- [Exercise goal] Quote exactly and only this range of lines in the data below: the line that holds "Target: farmhouse" to the line that holds "Where can the tree", both included.

- [Input data]

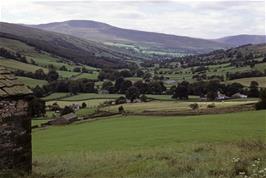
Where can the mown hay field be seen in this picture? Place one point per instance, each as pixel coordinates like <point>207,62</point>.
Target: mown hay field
<point>150,146</point>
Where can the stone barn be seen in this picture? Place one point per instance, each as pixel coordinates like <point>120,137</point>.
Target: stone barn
<point>15,124</point>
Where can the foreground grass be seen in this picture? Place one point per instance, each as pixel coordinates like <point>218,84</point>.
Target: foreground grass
<point>136,146</point>
<point>31,82</point>
<point>167,106</point>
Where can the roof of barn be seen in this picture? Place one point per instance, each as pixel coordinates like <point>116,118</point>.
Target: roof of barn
<point>10,86</point>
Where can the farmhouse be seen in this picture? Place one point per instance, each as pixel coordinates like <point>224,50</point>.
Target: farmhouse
<point>221,96</point>
<point>15,124</point>
<point>65,119</point>
<point>238,95</point>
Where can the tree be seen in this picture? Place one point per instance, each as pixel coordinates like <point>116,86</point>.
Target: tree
<point>84,70</point>
<point>181,91</point>
<point>139,73</point>
<point>36,107</point>
<point>253,89</point>
<point>143,87</point>
<point>262,103</point>
<point>38,91</point>
<point>118,83</point>
<point>77,69</point>
<point>234,88</point>
<point>120,100</point>
<point>63,68</point>
<point>212,95</point>
<point>39,74</point>
<point>84,105</point>
<point>125,85</point>
<point>73,87</point>
<point>66,110</point>
<point>106,85</point>
<point>52,75</point>
<point>147,76</point>
<point>125,73</point>
<point>156,87</point>
<point>121,110</point>
<point>132,93</point>
<point>194,106</point>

- [Result of this task]
Target: farmhouse
<point>221,96</point>
<point>15,124</point>
<point>65,119</point>
<point>238,95</point>
Where can the tree be seen in this picture? Place one point per instance, each as pixel coordinates like <point>116,86</point>.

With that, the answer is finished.